After finding the line with "the player's outstretched" in the data below, set down exactly each line through the one with "A single point falls on each instance of the parked", inclusive, and stop there.
━━ GIVEN RECORDS ━━
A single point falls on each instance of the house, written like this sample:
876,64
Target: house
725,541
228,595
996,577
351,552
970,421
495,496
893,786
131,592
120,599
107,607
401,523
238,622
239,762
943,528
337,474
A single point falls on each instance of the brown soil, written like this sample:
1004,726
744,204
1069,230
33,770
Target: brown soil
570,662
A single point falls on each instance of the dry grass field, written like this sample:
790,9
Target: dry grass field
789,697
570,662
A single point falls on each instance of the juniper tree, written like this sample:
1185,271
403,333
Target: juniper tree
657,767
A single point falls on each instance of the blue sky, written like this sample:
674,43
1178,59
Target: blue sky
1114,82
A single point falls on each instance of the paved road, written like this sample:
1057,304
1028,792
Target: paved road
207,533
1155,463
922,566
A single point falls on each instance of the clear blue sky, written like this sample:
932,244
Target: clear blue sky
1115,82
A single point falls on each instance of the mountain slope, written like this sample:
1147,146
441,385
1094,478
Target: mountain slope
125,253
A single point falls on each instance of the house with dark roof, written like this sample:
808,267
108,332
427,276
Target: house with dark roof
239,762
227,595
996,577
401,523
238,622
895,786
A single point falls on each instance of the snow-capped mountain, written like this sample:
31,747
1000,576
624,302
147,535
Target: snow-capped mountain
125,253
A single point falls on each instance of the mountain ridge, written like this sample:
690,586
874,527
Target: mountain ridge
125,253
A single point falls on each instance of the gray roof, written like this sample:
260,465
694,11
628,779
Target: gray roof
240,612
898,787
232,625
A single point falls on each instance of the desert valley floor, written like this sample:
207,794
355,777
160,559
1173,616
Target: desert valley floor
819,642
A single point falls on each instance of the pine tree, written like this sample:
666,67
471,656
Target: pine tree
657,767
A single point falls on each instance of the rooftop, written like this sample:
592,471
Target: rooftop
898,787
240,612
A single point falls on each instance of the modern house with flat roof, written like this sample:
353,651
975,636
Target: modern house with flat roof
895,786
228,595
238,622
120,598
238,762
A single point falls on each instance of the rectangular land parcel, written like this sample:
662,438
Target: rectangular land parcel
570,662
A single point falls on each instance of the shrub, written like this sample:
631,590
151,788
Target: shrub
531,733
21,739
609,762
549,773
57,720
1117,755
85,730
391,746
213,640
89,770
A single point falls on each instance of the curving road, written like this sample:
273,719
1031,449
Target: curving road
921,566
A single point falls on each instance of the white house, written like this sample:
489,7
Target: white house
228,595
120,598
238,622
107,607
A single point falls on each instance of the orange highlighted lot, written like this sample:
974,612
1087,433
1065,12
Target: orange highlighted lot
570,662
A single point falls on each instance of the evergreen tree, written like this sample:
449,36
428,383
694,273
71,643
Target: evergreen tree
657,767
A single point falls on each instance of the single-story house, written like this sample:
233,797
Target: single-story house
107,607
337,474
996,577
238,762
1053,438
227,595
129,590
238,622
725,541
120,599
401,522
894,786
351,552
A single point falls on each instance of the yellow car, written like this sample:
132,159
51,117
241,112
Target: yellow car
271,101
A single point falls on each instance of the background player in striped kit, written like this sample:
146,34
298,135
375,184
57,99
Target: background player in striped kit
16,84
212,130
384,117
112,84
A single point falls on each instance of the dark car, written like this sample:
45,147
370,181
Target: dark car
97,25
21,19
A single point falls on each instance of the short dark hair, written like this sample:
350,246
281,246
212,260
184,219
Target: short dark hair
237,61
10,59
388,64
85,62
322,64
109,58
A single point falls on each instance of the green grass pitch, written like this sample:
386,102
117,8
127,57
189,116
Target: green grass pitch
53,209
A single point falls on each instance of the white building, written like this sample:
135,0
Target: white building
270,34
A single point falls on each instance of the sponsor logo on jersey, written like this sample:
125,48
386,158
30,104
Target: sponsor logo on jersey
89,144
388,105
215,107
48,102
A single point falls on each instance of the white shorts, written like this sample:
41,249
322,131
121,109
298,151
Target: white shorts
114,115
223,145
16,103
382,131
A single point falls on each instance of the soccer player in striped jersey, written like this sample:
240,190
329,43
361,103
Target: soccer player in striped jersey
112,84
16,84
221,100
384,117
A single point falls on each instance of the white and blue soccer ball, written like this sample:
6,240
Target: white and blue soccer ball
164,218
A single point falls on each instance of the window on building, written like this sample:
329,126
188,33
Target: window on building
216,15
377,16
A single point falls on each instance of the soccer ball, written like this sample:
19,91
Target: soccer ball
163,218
━━━
━━ GIVEN RECORDS ━━
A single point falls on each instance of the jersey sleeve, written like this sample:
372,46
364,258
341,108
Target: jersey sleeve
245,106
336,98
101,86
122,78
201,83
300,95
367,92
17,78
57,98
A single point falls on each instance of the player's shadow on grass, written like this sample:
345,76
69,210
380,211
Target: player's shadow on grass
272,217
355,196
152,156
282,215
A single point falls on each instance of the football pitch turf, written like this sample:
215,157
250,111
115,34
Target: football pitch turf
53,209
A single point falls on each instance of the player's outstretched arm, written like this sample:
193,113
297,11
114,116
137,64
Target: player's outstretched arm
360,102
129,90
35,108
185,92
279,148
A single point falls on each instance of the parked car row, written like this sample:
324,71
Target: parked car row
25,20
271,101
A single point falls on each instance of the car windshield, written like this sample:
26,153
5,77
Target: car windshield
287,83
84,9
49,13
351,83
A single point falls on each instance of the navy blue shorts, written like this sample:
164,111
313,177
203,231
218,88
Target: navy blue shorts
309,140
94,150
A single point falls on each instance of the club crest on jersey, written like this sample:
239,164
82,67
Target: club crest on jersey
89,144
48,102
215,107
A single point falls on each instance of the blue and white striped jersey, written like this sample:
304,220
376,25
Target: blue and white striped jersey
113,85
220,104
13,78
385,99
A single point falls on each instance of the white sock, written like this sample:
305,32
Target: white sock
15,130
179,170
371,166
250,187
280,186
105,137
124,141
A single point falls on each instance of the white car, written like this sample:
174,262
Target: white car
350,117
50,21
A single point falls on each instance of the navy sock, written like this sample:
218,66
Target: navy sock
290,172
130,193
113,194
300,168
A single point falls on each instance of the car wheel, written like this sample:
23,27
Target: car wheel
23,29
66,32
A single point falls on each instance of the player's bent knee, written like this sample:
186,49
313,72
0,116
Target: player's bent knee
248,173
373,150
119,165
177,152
━━━
TASK SOLUTION »
A single point falls on each instance of the player's outstretched arm, written like this sample:
193,113
297,11
114,116
137,64
Target: player's outstretched arm
360,102
129,90
35,108
185,92
279,148
A single point falls on each instance of the parked car row, written like this sample:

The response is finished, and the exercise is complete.